* **Task details**
Return the records below line for line, changing nothing in them.

Saved data entries
********************

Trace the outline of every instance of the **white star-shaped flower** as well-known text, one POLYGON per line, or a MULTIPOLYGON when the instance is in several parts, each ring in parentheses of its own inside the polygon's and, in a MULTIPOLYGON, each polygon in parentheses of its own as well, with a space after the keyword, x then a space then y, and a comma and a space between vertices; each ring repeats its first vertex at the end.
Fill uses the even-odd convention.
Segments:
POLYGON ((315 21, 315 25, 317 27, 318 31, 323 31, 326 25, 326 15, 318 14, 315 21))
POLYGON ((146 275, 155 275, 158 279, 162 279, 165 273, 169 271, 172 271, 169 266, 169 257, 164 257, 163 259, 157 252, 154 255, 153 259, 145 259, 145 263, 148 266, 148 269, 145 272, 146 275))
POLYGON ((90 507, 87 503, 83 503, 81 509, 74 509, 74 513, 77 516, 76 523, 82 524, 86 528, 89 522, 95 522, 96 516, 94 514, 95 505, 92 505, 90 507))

********************

* **Worked solution**
Trace the outline of every instance of the **white star-shaped flower** as well-known text, one POLYGON per line, or a MULTIPOLYGON when the instance is in several parts, each ring in parentheses of its own inside the polygon's and, in a MULTIPOLYGON, each polygon in parentheses of its own as well, with a space after the keyword, x then a space then y, and a comma and a space between vertices; each ring repeats its first vertex at the end.
Fill uses the even-odd convention.
Segments:
POLYGON ((315 21, 315 25, 317 27, 318 31, 323 31, 326 25, 326 15, 318 14, 315 21))
POLYGON ((146 275, 155 275, 158 279, 162 279, 165 273, 169 271, 172 271, 169 266, 169 257, 164 257, 163 259, 157 252, 154 255, 153 259, 145 259, 145 263, 148 266, 148 269, 145 272, 146 275))
POLYGON ((90 507, 87 503, 83 503, 81 509, 74 509, 74 513, 77 516, 76 523, 82 524, 86 528, 89 522, 95 522, 96 516, 94 514, 95 505, 92 505, 90 507))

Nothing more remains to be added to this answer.